# [Given request]
Can you write out the lines below again, swapping "mask" for "region" wherever it occurs, leaving everything else unchanged and omitting the pictures?

--- Start of Material for this exercise ---

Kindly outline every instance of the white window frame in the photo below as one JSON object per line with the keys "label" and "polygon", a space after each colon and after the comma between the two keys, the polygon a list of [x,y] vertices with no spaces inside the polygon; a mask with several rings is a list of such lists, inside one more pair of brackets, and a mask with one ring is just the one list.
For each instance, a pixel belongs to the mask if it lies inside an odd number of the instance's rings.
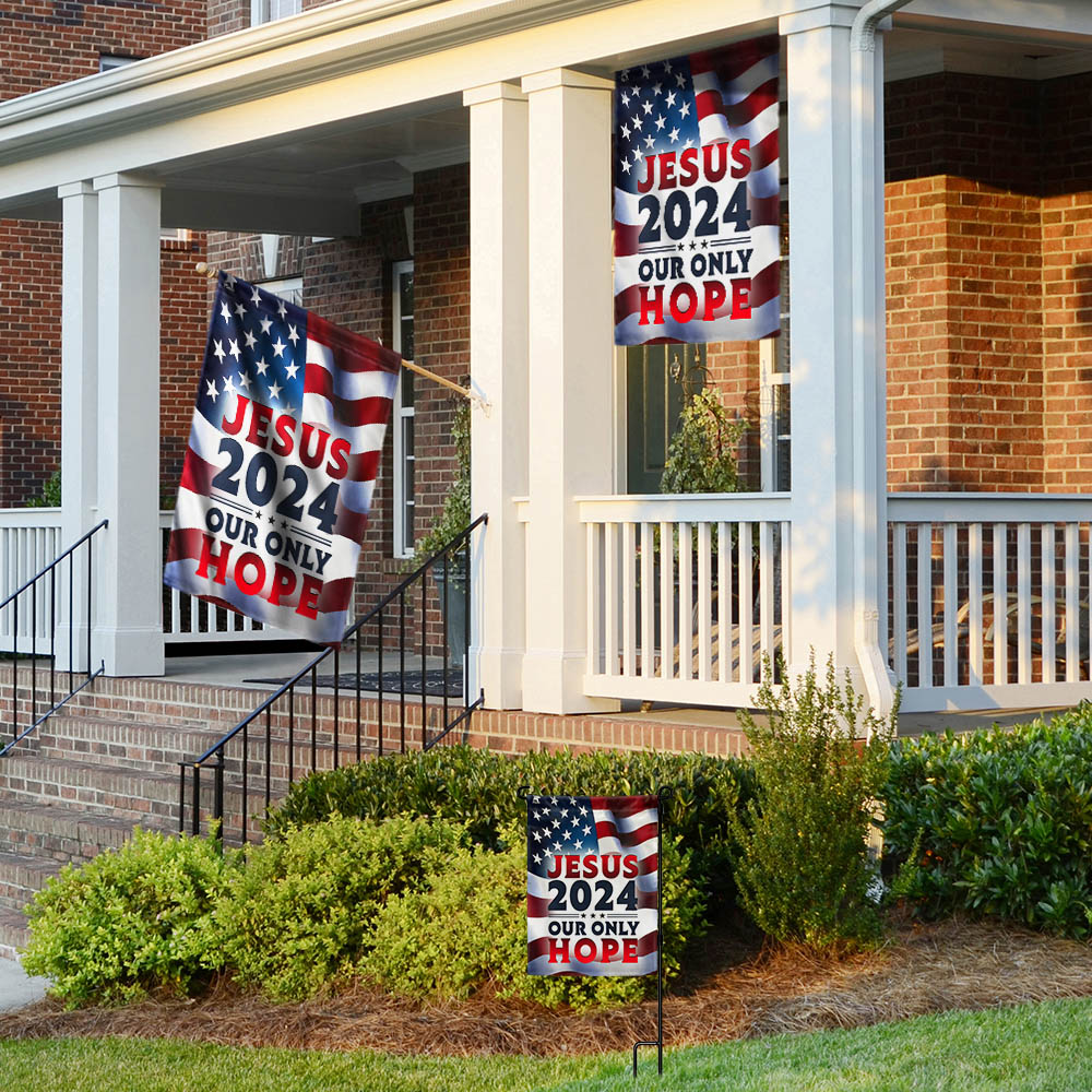
{"label": "white window frame", "polygon": [[[399,280],[404,273],[413,273],[413,260],[394,262],[391,265],[391,330],[392,347],[395,353],[402,353],[402,320],[413,318],[402,313],[402,293],[399,287]],[[416,304],[414,305],[416,307]],[[391,511],[394,522],[394,556],[396,558],[407,558],[414,556],[414,544],[405,541],[405,519],[406,508],[412,508],[414,501],[406,497],[406,482],[403,467],[407,462],[414,462],[415,453],[405,450],[405,428],[407,418],[415,416],[413,405],[404,405],[402,401],[402,383],[405,376],[403,368],[399,373],[399,382],[394,393],[394,408],[392,420],[394,425],[394,502]]]}
{"label": "white window frame", "polygon": [[[788,254],[781,260],[782,274],[788,272]],[[784,300],[784,293],[781,294]],[[779,364],[781,365],[779,367]],[[781,335],[763,337],[759,342],[759,436],[761,439],[761,472],[762,491],[775,492],[778,486],[778,443],[787,440],[790,458],[792,458],[793,426],[792,407],[790,407],[788,432],[776,436],[778,424],[776,387],[787,387],[792,390],[792,347],[790,344],[788,311],[781,312]],[[790,488],[792,486],[790,485]]]}
{"label": "white window frame", "polygon": [[250,0],[250,25],[273,23],[278,19],[298,15],[302,10],[302,0]]}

--- End of Material for this exercise ---

# [Worked solution]
Kindly outline every instance of the white window frame in the photo below as one JSON object per line with the keys "label" and "polygon", a space after each colon and after the comma between the two keys, the polygon a list of [x,y] vertices with no spaces inside the polygon; a region with several rings is a list of such lists, inside one more pair of brackets, and a region with one ring is just the one list.
For each instance, a pixel belongs to the region if it lies inside an odd number of the instance's rings.
{"label": "white window frame", "polygon": [[[399,280],[404,273],[413,273],[413,260],[394,262],[391,265],[391,330],[392,347],[395,353],[402,353],[402,320],[413,318],[402,313],[402,293],[399,287]],[[416,304],[414,305],[416,307]],[[391,511],[394,522],[394,556],[396,558],[407,558],[414,556],[414,544],[405,541],[405,519],[406,508],[412,508],[414,501],[406,497],[406,482],[403,467],[407,462],[414,462],[415,453],[405,450],[405,428],[407,418],[415,416],[413,405],[404,405],[402,401],[402,383],[405,376],[403,368],[399,373],[399,382],[394,393],[394,408],[392,420],[394,425],[394,502]]]}
{"label": "white window frame", "polygon": [[[788,254],[781,260],[782,274],[788,272]],[[784,300],[784,293],[781,294]],[[779,364],[781,365],[779,367]],[[781,335],[763,337],[759,342],[759,436],[761,439],[761,472],[762,491],[775,492],[778,486],[778,443],[787,440],[790,458],[792,458],[793,426],[792,407],[790,407],[788,432],[776,436],[778,424],[776,387],[787,387],[792,390],[792,347],[790,344],[788,311],[781,312]],[[790,488],[792,486],[790,485]]]}
{"label": "white window frame", "polygon": [[250,0],[250,25],[273,23],[278,19],[298,15],[302,10],[302,0]]}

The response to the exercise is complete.